- _YOUR ASSIGNMENT_: Each record below must be retyped exactly, with nothing left out.

'''

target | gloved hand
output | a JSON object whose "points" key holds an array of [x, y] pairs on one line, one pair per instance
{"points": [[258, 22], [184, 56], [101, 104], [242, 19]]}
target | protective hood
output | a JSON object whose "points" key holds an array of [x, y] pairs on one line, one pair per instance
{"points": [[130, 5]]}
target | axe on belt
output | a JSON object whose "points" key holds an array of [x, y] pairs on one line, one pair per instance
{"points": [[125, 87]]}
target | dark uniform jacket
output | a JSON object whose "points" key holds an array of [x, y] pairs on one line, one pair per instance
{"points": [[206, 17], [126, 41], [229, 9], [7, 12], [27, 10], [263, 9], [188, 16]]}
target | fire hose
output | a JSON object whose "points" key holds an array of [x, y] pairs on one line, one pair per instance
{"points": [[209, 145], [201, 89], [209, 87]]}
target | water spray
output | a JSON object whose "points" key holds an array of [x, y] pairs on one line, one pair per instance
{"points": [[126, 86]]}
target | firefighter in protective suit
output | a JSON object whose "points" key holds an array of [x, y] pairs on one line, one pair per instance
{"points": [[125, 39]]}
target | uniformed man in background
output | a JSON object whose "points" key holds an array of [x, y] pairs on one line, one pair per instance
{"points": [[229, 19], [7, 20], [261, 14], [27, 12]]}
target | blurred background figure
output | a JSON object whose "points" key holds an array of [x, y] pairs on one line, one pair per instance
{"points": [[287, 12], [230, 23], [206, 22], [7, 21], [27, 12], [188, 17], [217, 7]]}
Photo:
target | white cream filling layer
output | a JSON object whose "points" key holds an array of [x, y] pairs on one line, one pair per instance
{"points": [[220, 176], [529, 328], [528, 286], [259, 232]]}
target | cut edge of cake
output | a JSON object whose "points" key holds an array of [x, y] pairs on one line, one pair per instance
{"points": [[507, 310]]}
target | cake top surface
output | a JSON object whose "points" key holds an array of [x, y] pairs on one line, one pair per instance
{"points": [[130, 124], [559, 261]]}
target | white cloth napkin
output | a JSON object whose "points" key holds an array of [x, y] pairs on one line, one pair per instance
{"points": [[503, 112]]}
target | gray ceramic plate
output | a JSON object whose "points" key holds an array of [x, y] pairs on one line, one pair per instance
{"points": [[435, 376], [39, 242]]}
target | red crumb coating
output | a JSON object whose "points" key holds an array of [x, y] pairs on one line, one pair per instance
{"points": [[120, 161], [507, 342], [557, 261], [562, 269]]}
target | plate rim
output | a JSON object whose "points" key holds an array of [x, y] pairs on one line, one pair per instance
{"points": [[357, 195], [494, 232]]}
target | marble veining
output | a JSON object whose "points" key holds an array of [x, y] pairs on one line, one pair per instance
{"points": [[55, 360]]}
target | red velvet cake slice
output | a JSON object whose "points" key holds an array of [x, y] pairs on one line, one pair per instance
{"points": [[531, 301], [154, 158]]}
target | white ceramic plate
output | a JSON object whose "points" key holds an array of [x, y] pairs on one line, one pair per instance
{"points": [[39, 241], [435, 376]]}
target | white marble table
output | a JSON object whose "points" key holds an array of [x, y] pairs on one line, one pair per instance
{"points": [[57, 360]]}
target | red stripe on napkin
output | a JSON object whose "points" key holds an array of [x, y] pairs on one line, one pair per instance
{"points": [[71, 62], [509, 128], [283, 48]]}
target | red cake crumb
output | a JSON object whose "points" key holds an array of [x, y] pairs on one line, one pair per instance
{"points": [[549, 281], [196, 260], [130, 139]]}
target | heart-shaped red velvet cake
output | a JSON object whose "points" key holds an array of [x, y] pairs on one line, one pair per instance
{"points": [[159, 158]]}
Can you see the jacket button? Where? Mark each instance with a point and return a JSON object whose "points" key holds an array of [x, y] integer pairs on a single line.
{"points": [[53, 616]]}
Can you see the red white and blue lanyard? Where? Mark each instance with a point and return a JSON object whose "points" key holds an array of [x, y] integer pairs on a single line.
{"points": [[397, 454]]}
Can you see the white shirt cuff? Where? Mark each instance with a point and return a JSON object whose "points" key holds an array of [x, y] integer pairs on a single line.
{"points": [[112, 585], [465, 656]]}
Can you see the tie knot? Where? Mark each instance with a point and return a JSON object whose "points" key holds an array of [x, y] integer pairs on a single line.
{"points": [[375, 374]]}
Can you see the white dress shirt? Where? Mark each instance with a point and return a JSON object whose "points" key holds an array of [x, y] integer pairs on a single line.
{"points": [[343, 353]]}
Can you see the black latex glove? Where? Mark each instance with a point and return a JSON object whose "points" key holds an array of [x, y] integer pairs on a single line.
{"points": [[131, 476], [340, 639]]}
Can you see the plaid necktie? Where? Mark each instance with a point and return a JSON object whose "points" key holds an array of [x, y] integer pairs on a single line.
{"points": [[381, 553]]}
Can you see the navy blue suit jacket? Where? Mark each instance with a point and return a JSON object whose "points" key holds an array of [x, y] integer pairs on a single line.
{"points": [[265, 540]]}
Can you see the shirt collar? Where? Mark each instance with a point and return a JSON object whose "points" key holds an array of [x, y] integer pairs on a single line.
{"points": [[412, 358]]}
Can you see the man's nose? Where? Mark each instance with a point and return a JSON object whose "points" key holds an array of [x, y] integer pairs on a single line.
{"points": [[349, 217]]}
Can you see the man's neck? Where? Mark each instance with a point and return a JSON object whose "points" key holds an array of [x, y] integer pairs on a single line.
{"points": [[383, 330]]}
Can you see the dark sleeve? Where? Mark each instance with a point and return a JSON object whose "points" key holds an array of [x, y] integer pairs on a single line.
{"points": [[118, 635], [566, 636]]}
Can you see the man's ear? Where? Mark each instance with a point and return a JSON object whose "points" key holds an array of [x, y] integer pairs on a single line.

'''

- _EXERCISE RESPONSE_:
target | gloved hand
output | a JSON object whose "points" key holds an array of [x, y] pairs on one line, one pair per instance
{"points": [[258, 22], [184, 56], [101, 104], [242, 19]]}
target | protective hood
output | a JSON object whose "points" key holds an array of [x, y] pairs on one line, one pair per instance
{"points": [[130, 5]]}
target | axe on belt
output | a JSON object whose "points" key holds an array of [x, y] pairs on one line, one pair per instance
{"points": [[125, 87]]}
target | dark uniform jacket
output | a JSON object whose "points" key holds an array of [x, y] pairs on one line, one pair per instance
{"points": [[206, 17], [126, 41], [229, 9], [7, 12], [27, 10], [263, 9], [188, 16]]}
target | fire hose
output | a JSON object whose "points" key holds an array of [x, y] pairs on one line, one pair per instance
{"points": [[209, 145], [201, 89], [209, 87]]}
target | water spray
output | a JSON object whose "points" key holds an array of [x, y] pairs on one line, one pair per instance
{"points": [[126, 86]]}
target | firefighter in protective suit
output | a JSON object whose "points" key holds an array of [x, y] pairs on one line, one pair per instance
{"points": [[125, 39]]}
target | uniformed man in background
output | a JSON object whose "points" key holds an array of [x, y] pairs on one line, one pair per instance
{"points": [[229, 19], [7, 20], [261, 14], [27, 12]]}
target | blurred background figure
output | a JSON object whose "points" key holds an array of [x, y] pairs on one line, one pair per instance
{"points": [[287, 12], [230, 23], [206, 22], [7, 21], [27, 12], [188, 17], [217, 7]]}
Photo:
target | white cream filling layer
output | a JSON object whose "points" key holds an array of [x, y] pairs on one line, one pair per instance
{"points": [[220, 176], [529, 328], [528, 286], [259, 232]]}
target | cut edge of cake
output | a JSON object whose "points" key holds an array of [x, y] pairs on one line, one pair per instance
{"points": [[507, 310]]}
target | cake top surface
output | a JSON object whose "points" key holds an array of [x, y] pairs on one line, one pair per instance
{"points": [[130, 124], [559, 261]]}
target | white cloth napkin
output | a JSON object whose "points" key holds an array of [x, y] pairs on one line, one pair per instance
{"points": [[503, 112]]}
target | gray ceramic plate
output | a JSON object whose "points" key holds an array of [x, y] pairs on one line, one pair per instance
{"points": [[435, 376], [39, 242]]}
target | red crumb coating
output | a JSON object whose "points" key holds an array of [x, y] pairs on one line, one pair per instance
{"points": [[120, 161], [507, 342], [557, 261], [562, 269]]}
target | plate rim
output | a JSON object whose "points" key holds an array of [x, y] pairs on one line, one pair per instance
{"points": [[357, 195], [494, 232]]}
target | marble veining
output | a JSON object whose "points" key holds an array of [x, y] pairs on one line, one pair per instance
{"points": [[55, 360]]}
target | red velvet cake slice
output | a JSON object whose "points" key holds an array of [x, y] pairs on one line, one pair per instance
{"points": [[531, 301], [154, 158]]}
target | white ceramic plate
output | a JSON object whose "points" key holds an array of [x, y] pairs on one line, one pair per instance
{"points": [[39, 241], [435, 376]]}
target | white marble table
output | a JSON object whose "points" key holds an array of [x, y] pairs on one line, one pair per instance
{"points": [[57, 360]]}
target | red stripe on napkin
output | a JSON object whose "points" key holds an array of [x, y] pairs on one line, one pair per instance
{"points": [[71, 62], [509, 128], [283, 48]]}
target | red cake crumb
output | a JSON object whose "points" key holds an array of [x, y] pairs on one line, one pair per instance
{"points": [[549, 281], [196, 260], [130, 139]]}
target | heart-shaped red velvet cake
output | a JSON object whose "points" key holds an array of [x, y] pairs on one line, one pair per instance
{"points": [[159, 158]]}
Can you see the jacket button? Where? Mark each instance with a point and return a JSON object whose "points" key holds an array of [x, y] integer pairs on a single line.
{"points": [[53, 616]]}
Can you see the red white and blue lanyard? Where? Mark each instance with a point and return a JSON object whose "points" key holds an array of [x, y] integer pairs on a single line.
{"points": [[397, 454]]}
Can you see the white shirt cuff? Where? Mark each instance with a point and return a JSON object whose "points" key holds an array of [x, y] integer pairs on a single line.
{"points": [[112, 585], [465, 656]]}
Can you see the tie knot? Where? Mark each instance with a point and return a JSON object whose "points" key holds an array of [x, y] integer pairs on a single line.
{"points": [[375, 374]]}
Can you see the white dress shirt? Where? Mark each instance with a point and return a JSON object whose "points" key holds an array of [x, y] integer pairs on a single line.
{"points": [[343, 353]]}
Can you see the black latex glove? Where? Mark each instance with a point and return a JSON object whose "points" key holds an array of [x, y] integer pairs on a single line.
{"points": [[131, 476], [340, 639]]}
Can you see the plaid necktie? Where? Mark each instance with a point and return a JSON object whose "points" key holds an array of [x, y] integer pairs on a single line.
{"points": [[381, 553]]}
Can you see the navy blue suit jacket? Where? Mark each instance with a point and return a JSON object whose "points" key holds an array of [x, y] integer pairs on a single line.
{"points": [[265, 540]]}
Can you see the shirt collar? Where? Mark each instance with a point and return a JSON object whose "points" key holds an array of [x, y] integer pairs on a single line.
{"points": [[412, 358]]}
Can you see the man's nose? Where? Mark each instance with a point and return a JSON object whose "points" key holds an array of [x, y] integer pairs on a single line.
{"points": [[349, 217]]}
Can you see the man's neck? Where? Mark each instance with a point and return a JSON object whose "points" key holds an array of [x, y] integer pairs on a single line.
{"points": [[383, 330]]}
Can you see the dark sleeve? Where? Mark each instance with a point and return a JSON object whose "points" key holds an array of [x, y] integer pairs on a single line.
{"points": [[118, 635], [566, 636]]}
Can you see the man's ear? Where? Mark each instance with a point and return a JSON object whose "points" key holds an array of [x, y] integer pairs on a single line.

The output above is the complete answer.